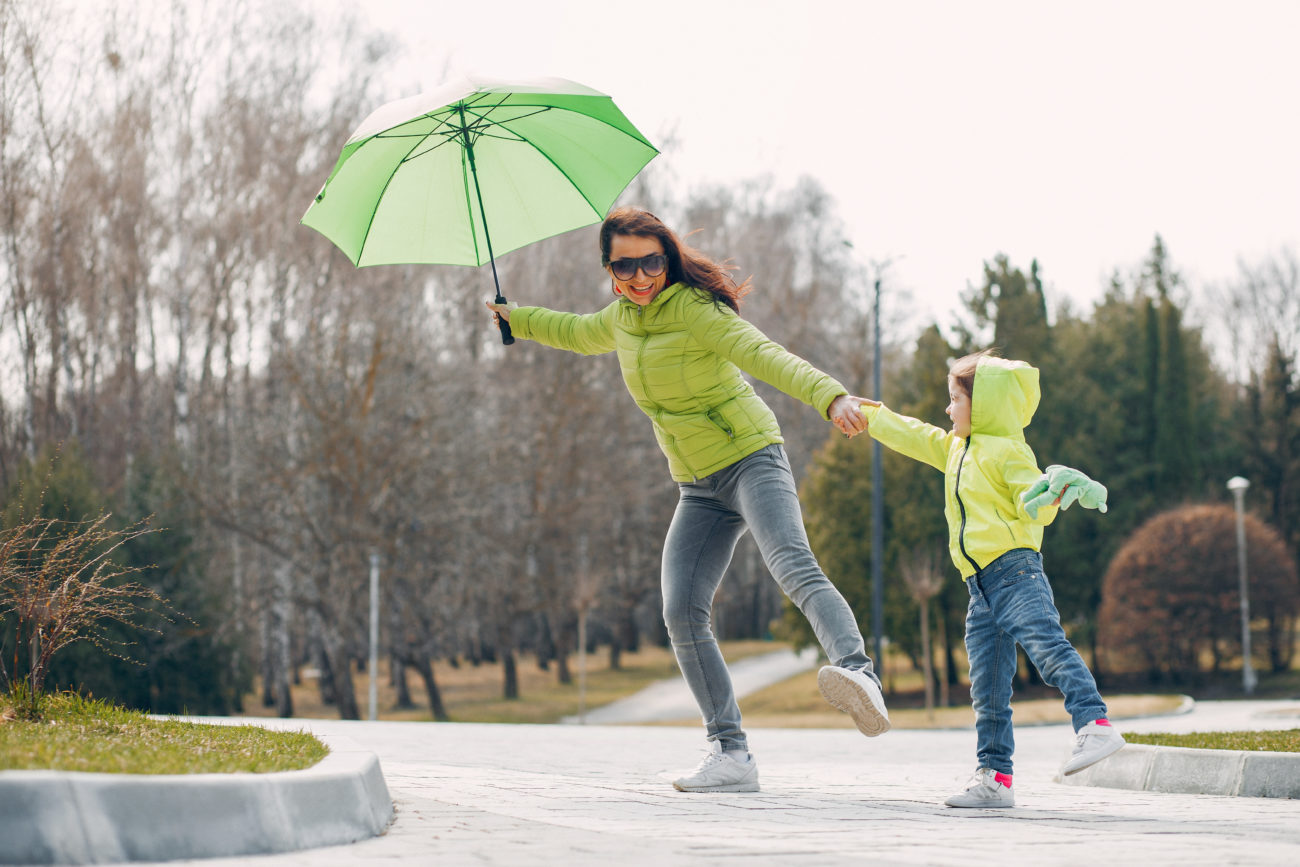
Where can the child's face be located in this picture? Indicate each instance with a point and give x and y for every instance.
(958, 408)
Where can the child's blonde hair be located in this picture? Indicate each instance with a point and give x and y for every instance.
(962, 371)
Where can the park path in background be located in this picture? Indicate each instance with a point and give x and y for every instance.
(670, 699)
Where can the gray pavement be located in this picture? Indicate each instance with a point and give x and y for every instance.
(545, 794)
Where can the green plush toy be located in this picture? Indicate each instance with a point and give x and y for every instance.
(1070, 485)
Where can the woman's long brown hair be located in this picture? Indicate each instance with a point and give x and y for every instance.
(685, 264)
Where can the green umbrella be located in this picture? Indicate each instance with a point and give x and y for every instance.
(417, 178)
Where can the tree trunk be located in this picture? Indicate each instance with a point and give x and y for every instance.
(401, 684)
(345, 693)
(425, 670)
(511, 688)
(280, 640)
(927, 663)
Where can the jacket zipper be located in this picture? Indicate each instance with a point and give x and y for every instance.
(961, 506)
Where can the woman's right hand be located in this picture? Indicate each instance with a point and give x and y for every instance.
(501, 311)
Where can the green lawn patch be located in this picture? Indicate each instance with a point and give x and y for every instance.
(82, 735)
(1286, 741)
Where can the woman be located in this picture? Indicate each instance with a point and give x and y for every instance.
(683, 349)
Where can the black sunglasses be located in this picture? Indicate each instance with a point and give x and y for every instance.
(653, 265)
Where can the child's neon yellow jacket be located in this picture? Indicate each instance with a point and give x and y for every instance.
(681, 358)
(986, 473)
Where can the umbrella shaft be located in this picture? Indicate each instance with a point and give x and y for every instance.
(482, 215)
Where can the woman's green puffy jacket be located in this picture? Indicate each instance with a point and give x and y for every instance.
(681, 358)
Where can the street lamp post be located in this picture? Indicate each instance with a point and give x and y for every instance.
(878, 506)
(1238, 486)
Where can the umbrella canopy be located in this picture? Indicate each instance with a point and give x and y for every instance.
(421, 178)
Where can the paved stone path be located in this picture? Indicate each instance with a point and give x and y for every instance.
(566, 794)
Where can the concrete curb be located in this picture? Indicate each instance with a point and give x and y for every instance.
(66, 818)
(1184, 771)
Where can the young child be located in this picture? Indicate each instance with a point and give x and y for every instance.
(997, 502)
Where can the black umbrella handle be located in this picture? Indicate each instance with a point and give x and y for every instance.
(502, 323)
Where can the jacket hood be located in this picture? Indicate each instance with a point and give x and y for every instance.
(1004, 398)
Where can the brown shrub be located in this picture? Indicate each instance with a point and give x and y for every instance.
(1170, 595)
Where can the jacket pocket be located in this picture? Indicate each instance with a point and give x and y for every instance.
(716, 417)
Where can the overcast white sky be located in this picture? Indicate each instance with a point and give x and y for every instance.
(947, 131)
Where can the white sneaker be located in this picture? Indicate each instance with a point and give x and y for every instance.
(854, 693)
(1092, 744)
(983, 790)
(720, 772)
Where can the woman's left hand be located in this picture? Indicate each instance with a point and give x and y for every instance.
(845, 415)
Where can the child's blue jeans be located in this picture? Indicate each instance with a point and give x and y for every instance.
(1012, 603)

• • •

§ EXERCISE DESCRIPTION: What you give back should be the lines from the one with "Where can the white" to the end of the data, copied exactly, both ends included.

§ REPLY TO THE EXERCISE:
Where can the white sneaker be located in this picture? Indicate each instance with a point and give x and y for every instance.
(854, 693)
(1092, 744)
(983, 790)
(720, 772)
Where can the woman's left hand be located in this picture? Indicate each instance with a point and give x and y for every instance.
(845, 415)
Where can the child's blue jeans be located in this picture? Indicate each instance with a point and give x and y for every instance.
(1012, 603)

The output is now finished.